[Record set]

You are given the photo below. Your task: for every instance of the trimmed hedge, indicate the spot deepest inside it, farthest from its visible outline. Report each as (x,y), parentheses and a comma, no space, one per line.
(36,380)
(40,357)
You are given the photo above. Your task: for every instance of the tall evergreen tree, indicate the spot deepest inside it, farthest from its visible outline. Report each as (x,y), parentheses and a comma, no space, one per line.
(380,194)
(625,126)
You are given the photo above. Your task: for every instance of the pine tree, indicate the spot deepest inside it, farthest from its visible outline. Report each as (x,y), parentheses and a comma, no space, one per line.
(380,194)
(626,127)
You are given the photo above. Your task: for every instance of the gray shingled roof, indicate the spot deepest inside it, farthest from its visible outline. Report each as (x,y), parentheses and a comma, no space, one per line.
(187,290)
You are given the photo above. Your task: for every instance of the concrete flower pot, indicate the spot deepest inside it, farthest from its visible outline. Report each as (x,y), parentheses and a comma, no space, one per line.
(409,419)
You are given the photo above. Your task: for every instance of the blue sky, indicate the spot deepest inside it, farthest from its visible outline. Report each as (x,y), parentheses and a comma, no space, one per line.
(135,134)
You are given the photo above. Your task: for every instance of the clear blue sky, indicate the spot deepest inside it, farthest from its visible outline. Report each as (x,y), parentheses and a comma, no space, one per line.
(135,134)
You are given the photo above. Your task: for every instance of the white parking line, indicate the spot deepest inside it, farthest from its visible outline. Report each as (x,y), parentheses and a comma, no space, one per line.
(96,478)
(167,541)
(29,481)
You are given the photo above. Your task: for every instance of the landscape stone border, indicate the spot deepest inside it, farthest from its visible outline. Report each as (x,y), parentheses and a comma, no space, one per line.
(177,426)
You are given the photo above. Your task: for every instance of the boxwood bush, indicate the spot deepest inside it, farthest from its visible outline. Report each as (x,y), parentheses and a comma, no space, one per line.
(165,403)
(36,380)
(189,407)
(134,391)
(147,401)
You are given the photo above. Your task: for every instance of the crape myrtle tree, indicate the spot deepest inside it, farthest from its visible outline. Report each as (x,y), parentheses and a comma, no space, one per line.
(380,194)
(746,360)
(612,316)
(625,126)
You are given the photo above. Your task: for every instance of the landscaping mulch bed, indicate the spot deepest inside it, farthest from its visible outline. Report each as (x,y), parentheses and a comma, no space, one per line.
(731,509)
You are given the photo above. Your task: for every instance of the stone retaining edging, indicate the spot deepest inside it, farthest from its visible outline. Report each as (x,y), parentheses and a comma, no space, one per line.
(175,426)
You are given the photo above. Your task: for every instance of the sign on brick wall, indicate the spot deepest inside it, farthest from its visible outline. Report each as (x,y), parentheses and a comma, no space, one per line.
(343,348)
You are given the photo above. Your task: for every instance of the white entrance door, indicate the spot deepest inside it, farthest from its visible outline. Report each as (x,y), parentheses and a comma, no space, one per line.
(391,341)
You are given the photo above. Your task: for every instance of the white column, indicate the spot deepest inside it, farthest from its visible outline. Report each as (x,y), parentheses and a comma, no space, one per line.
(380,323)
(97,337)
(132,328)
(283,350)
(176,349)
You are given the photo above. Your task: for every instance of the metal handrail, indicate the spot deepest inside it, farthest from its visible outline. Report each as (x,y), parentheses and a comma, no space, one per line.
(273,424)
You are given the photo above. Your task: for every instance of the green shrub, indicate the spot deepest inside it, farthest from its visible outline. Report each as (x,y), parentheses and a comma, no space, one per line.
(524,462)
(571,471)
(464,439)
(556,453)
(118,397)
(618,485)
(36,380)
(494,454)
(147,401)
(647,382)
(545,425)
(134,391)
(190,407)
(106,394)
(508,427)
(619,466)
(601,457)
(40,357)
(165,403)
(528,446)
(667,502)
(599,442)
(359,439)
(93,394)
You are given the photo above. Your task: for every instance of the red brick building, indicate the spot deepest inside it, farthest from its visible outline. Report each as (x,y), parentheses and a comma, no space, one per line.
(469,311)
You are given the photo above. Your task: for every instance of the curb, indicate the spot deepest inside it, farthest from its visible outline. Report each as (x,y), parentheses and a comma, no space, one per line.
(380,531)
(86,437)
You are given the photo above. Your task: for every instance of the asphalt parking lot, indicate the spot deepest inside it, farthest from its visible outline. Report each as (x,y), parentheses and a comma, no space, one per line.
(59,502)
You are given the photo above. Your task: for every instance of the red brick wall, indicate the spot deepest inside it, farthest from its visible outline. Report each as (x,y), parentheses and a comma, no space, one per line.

[/Record set]

#### To do
Nothing is to be left out; every record above must be repeated exactly.

#### Solution to this exercise
You are given the photo below. Your task: for every instance of the trimmed hedge, indicate the spot deepest inside it, farthest from its visible outline. Report each as (x,y), parentheses and a comma, no space, one per line.
(36,380)
(40,357)
You are given the photo above. Your task: for every instance of the tall evergreen tree, indicate the spot deepest inside it, farthest from its visible outline. Report each as (x,y), parentheses and a comma, no space, one per line.
(380,194)
(625,126)
You are given the photo above. Your task: for every instance of the pine tree, indicate the spot deepest inside it, farthest from its visible outline. Report each as (x,y), parentheses and a comma, no space, one per line.
(380,194)
(626,127)
You are given the photo above. Your task: for every instance of the gray shingled roof, indicate the spot deepest inside it, farthest from its visible outline. Report each as (x,y), parentheses and a comma, no space, one per line.
(187,290)
You are given the photo above. Your task: for every instance of the concrete flower pot, indicate the spot deepest inside it, farthest from its visible outline. Report each as (x,y), parentheses and a comma, no space, one per line.
(409,419)
You are given the photo above. Your task: for every instance of the blue sky, indicate the spot deepest inside it, farthest from its visible outline. Report each as (x,y), parentheses and a comma, no space, one per line.
(135,134)
You are given the photo above. Your task: for every instance of the clear blue sky, indicate the spot deepest inside it, farthest from its visible outline. Report each as (x,y), parentheses and a comma, no space, one per line.
(135,134)
You are given the photo above. Your task: for every instance of the white parking line, indicate the spot deepest inside it, farthest from its visible outline. Report each as (x,y), parentheses and a comma, no space, one per line.
(96,478)
(167,541)
(29,481)
You are given the photo above. Your task: for every instance of the landscape stone border, indicate the spot deepest inside it, farthest from its visible outline. Report each as (x,y), parentheses and a comma, no space, one per line.
(177,426)
You are given the photo above. Your task: for every instance of the boxwood bush, indicate the spot deepest inside it, farthest from its visible outline. Report each as (x,y), parentheses and a comma, no space, one per line.
(165,403)
(36,380)
(189,407)
(134,391)
(147,401)
You are given the photo above. Your task: for every instance of the crape myrtle tree, indicate the spot deepest inside it, farthest from its visible outline. Report each as (x,y), parentheses and a comma, no space, one per line.
(380,194)
(746,360)
(612,316)
(625,126)
You are given the photo above. Your task: for every instance of the landscaping mulch bed, indicate the spot deepest inside it, farthest from its visible outline. Report each as (x,y), parentheses and a comma, no space, one per line.
(731,509)
You are given the photo above. Your task: for every instance of the stone retaining edging, indicate the spot deepest inside it, farthest from its visible outline. Report each as (x,y), parentheses and a comma, no space, one per line.
(175,426)
You are given the photo above. Your task: for every instance of the sign on brick wall, indicate the spot deepest inside it, farthest from its visible outline. Report each as (x,y), parentheses and a comma, no space, one per line.
(343,348)
You are given the photo above. Your task: for every instance of the white entrance door, indicate the spot deepest inside it, farthest from its visible outline. Report each as (x,y), parentheses and a comma, no space, one per line.
(391,341)
You are given the photo above. Your task: for every instance of the white column, indicate the spot deepest inside it, farthest from its visible outline. Report each as (x,y), parentheses and a comma, no space, one per line.
(380,323)
(97,337)
(132,328)
(283,350)
(176,349)
You are given the photo above. Your task: for every instance of the metal handrail, indicate the spot deepest inside it, farthest from its visible outline. Report each as (x,y), parentheses and a comma, no space, one per line.
(273,424)
You are given the photo above. Your task: for every instance of the green shrub, indicate the spot deepest inside it, farthest from its visible outline. Report each as (x,y), parentheses and a comma, no space, one per line.
(524,462)
(571,471)
(464,439)
(556,453)
(118,397)
(618,485)
(36,380)
(494,454)
(147,401)
(647,382)
(545,425)
(134,391)
(190,407)
(106,394)
(508,427)
(619,466)
(601,457)
(40,357)
(165,403)
(528,446)
(667,502)
(599,442)
(359,439)
(93,394)
You are given the photo above. Your task: for every instance of the red brick building, indicate the spot deepest inside it, farthest from its visible outline. Report each as (x,y), parentheses and a comma, no space, one per line.
(469,311)
You are given the photo above. Your task: for every instance of the curb, indicate the spot deepest inside it, farthest from its visible outline. Report each as (x,y), parentheses and a comma, no space, one per line.
(380,531)
(86,437)
You are given the photo above. Your task: for every instance of the asphalt parking lot, indicate the spot deepest inside it, farthest from its visible outline. Report each as (x,y), parentheses and a comma, no space, one per line.
(59,502)
You are given the photo above. Your task: for every instance of the red brick wall, indicate the spot deepest inside it, farthest from its visible outline. Report each as (x,y), parentheses and a comma, no space, one per line.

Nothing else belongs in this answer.